**TASK PROMPT**
Tally the lines in the data entries that contain the string "window", and give only that number.

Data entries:
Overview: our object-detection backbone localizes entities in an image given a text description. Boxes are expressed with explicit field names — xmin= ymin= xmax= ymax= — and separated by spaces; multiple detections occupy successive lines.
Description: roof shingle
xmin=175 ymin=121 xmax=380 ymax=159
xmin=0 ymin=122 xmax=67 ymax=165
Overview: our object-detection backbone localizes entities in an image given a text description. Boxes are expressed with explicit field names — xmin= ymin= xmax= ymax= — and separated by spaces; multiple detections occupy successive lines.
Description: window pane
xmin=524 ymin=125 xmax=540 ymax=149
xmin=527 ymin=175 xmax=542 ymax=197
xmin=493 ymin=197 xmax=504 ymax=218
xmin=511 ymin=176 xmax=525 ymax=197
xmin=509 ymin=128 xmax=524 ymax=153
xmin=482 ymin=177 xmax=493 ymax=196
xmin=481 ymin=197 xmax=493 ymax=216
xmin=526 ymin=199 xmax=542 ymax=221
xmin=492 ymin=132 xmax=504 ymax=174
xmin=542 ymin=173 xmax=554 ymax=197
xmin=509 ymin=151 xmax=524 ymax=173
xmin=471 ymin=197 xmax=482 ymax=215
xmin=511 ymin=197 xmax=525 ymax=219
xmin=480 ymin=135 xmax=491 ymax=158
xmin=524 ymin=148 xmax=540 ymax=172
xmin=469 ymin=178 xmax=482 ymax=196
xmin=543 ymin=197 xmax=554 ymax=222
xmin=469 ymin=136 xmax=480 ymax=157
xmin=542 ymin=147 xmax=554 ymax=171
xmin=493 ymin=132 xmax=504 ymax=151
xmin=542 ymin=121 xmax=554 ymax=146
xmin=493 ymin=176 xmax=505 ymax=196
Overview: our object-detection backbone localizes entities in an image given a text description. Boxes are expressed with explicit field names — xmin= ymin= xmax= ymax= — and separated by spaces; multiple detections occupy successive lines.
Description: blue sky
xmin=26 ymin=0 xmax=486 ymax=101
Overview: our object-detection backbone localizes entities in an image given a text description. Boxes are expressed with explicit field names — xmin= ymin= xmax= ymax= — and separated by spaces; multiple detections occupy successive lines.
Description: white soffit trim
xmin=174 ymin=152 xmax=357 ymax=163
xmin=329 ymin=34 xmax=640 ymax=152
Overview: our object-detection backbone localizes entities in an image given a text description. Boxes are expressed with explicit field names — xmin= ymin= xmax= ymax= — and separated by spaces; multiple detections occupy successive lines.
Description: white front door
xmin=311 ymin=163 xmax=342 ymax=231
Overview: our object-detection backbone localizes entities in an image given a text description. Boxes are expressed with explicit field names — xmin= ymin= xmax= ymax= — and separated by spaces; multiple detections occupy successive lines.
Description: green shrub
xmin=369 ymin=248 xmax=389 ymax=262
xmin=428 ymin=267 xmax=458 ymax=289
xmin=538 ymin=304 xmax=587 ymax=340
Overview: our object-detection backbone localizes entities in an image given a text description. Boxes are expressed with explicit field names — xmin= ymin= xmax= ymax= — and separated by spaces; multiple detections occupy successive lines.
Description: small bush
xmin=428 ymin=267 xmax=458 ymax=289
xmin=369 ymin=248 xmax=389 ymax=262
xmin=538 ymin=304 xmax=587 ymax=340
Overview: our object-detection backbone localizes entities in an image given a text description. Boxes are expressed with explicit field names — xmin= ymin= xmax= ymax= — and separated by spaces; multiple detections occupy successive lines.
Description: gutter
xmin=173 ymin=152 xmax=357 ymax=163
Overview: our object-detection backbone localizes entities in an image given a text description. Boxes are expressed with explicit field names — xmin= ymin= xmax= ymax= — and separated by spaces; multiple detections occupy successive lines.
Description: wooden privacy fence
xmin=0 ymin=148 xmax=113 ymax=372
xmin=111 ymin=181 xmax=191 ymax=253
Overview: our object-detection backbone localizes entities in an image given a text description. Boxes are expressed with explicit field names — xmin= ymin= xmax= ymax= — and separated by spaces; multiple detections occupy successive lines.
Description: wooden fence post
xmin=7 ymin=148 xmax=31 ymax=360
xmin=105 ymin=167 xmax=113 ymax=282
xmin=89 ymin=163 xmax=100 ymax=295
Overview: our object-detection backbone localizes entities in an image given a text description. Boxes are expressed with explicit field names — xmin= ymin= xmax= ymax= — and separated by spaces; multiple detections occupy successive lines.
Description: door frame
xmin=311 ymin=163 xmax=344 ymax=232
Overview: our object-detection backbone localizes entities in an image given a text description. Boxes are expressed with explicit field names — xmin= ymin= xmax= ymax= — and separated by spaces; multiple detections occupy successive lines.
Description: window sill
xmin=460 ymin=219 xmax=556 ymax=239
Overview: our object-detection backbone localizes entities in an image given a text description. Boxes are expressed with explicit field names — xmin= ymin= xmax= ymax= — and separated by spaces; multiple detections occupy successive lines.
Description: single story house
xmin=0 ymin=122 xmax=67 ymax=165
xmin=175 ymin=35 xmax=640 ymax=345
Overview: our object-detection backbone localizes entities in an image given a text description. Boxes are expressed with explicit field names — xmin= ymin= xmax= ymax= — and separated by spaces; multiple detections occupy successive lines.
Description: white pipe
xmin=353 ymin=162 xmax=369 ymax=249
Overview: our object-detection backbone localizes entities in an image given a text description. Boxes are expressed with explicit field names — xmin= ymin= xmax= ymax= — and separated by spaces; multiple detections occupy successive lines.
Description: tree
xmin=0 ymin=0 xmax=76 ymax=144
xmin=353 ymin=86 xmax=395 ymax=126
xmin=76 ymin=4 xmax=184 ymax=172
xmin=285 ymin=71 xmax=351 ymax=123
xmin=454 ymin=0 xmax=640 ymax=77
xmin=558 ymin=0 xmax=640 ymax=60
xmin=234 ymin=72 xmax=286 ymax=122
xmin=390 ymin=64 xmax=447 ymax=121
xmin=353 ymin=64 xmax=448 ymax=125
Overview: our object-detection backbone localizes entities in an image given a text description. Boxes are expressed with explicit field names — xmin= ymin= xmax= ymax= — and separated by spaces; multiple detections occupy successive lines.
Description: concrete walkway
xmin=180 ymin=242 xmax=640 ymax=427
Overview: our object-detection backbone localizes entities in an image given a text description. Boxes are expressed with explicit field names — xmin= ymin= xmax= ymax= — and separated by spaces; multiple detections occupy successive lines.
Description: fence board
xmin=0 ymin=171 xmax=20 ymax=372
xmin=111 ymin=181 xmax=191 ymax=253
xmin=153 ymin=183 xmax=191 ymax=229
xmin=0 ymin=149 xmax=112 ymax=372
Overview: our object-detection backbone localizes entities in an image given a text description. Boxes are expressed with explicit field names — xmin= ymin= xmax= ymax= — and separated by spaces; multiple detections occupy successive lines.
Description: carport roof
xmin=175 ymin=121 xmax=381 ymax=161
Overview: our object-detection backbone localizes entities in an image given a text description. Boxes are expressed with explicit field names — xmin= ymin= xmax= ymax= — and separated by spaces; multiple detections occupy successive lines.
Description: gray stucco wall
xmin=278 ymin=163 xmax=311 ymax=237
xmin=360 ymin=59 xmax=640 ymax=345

**WRITTEN ANSWER**
2